§ **Document**
____________

R/tika.R
In rtika: R Interface to 'Apache Tika'

Documented in tika

#' Main R Interface to 'Apache Tika'
#'
#' Extract text or metadata from over a thousand file types.
#' Get either plain text or structured \code{XHTML}.
#' Metadata includes \code{Content-Type}, character encoding, and Exif data from
#' jpeg or tiff images. See the long list of supported file types, 
#' click the "Supported Formats" link on this page :
#' \url{https://tika.apache.org/}.
#'
#' @param input Character vector describing the paths to the input documents.
#' Strings starting with 'http://','https://', or 'ftp://' are downloaded to a
#' temporary directory. On Windows, the local paths cannot span
#' drives because of a Windows convention.
#' @param output Optional character vector of the output format. The default,
#' \code{"text"}, gets plain text without metadata. \code{"xml"} and
#' \code{"html"} get \code{XHTML} text with metadata. \code{"jsonRecursive"}
#' gets \code{XHTML} text and \code{json} metadata.
#' \code{c("jsonRecursive","text")} or \code{c("J","t")} get plain text and
#' \code{json} metadata. See the 'Output Details' section.
#' @param output_dir Optional directory path to save the converted files in.
#' Tika may overwrite files so an empty directory is best. See the 'Output
#' Details' section before using.

____________

§ **Dataset content**
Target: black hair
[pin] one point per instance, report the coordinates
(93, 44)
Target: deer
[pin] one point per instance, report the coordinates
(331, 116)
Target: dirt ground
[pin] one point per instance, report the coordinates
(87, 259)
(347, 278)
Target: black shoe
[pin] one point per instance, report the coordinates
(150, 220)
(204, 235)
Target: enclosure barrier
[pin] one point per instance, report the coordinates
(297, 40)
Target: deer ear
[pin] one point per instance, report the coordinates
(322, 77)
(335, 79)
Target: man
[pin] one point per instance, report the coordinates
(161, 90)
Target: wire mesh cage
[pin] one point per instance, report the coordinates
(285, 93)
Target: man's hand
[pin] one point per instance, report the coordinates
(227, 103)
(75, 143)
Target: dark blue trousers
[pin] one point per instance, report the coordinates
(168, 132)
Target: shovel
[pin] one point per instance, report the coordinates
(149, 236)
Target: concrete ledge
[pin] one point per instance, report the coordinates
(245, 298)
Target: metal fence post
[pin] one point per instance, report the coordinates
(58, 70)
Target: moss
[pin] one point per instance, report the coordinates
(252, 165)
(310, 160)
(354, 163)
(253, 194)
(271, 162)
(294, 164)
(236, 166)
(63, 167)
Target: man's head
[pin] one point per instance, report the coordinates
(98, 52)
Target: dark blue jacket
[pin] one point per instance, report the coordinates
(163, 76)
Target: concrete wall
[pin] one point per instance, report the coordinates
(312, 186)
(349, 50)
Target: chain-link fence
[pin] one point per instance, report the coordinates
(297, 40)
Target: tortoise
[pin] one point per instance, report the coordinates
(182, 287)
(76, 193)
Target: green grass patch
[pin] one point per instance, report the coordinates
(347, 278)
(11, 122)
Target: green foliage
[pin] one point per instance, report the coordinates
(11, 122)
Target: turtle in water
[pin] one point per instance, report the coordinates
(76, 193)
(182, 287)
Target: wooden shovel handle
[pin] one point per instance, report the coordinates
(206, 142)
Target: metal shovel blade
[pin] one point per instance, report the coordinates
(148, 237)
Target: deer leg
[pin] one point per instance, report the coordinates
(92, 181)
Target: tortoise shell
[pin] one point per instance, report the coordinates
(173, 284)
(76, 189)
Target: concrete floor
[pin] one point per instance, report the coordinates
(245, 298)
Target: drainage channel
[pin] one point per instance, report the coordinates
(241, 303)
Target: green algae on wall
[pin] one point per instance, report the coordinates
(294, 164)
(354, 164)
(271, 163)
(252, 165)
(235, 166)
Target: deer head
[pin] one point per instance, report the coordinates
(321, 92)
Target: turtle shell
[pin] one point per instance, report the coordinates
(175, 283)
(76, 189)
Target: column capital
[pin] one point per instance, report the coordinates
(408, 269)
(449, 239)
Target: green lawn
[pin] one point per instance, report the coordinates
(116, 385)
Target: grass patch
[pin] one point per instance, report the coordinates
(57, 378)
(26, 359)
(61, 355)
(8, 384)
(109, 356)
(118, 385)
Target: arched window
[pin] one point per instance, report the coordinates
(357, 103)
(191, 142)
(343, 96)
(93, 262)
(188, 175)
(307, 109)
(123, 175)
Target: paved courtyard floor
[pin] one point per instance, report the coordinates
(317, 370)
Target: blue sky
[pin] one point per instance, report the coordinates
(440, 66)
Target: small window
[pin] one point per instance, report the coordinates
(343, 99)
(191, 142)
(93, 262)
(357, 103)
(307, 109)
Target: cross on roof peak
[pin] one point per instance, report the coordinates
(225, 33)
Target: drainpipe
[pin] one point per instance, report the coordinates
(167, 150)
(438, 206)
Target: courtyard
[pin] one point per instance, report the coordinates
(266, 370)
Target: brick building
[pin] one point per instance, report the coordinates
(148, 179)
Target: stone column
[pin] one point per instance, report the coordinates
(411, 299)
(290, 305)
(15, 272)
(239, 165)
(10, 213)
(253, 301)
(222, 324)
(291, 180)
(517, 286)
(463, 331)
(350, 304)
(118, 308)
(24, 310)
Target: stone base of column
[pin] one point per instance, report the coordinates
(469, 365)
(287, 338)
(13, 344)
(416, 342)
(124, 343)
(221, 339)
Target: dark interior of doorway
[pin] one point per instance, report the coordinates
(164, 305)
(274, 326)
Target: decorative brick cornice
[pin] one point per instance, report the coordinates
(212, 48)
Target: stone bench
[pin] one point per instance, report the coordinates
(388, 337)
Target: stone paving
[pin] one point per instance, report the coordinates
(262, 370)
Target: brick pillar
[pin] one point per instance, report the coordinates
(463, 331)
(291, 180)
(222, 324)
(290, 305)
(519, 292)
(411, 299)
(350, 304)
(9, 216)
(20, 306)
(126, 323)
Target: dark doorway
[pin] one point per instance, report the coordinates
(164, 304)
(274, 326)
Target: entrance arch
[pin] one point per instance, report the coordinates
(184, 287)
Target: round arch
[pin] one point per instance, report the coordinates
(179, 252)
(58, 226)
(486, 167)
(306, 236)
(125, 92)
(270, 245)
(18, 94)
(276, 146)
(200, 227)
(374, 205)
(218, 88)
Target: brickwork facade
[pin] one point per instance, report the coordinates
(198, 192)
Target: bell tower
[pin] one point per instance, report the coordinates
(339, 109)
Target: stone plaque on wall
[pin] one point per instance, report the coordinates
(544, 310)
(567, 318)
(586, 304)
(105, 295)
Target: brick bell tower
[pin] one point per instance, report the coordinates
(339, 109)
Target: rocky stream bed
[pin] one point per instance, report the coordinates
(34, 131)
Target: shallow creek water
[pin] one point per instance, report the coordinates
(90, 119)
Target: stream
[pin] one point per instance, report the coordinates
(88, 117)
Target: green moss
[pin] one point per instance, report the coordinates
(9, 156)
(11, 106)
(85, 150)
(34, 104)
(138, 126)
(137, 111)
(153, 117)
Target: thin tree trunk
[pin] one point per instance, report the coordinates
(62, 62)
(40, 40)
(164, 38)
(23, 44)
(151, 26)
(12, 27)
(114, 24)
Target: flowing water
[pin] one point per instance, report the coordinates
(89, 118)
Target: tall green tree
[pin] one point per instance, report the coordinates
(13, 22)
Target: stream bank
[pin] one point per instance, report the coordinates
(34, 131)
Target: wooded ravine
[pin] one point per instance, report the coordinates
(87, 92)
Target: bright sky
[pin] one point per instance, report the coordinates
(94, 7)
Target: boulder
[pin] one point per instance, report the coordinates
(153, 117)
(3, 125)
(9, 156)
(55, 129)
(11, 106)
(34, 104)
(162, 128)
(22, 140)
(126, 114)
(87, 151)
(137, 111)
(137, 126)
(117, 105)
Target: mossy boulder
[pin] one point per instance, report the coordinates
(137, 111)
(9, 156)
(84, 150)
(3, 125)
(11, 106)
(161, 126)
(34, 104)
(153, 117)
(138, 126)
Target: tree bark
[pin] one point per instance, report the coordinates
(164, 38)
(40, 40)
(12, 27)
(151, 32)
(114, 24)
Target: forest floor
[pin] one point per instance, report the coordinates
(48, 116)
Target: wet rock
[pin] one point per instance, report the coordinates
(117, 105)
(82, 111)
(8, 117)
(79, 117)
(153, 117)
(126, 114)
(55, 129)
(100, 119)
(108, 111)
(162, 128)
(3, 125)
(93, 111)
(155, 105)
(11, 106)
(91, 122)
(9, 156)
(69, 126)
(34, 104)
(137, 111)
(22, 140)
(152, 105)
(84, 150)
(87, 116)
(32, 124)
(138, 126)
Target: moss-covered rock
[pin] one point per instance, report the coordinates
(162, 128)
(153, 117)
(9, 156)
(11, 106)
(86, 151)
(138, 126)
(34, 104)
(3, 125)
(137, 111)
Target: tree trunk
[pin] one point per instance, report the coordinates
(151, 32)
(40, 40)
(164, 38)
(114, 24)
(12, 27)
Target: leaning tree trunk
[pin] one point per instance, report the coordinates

____________

§ **Task A**
Could you transcribe everything in the rtika documentation from "#' Metadata includes" down to "a Windows convention."?
§ **Task B**
Which parameters does the rtika documentation describe with a @param entry?

§ **Full response A**
#' Metadata includes \code{Content-Type}, character encoding, and Exif data from
#' jpeg or tiff images. See the long list of supported file types, 
#' click the "Supported Formats" link on this page :
#' \url{https://tika.apache.org/}.
#'
#' @param input Character vector describing the paths to the input documents.
#' Strings starting with 'http://','https://', or 'ftp://' are downloaded to a
#' temporary directory. On Windows, the local paths cannot span
#' drives because of a Windows convention.

§ **Full response B**
input, output, output_dir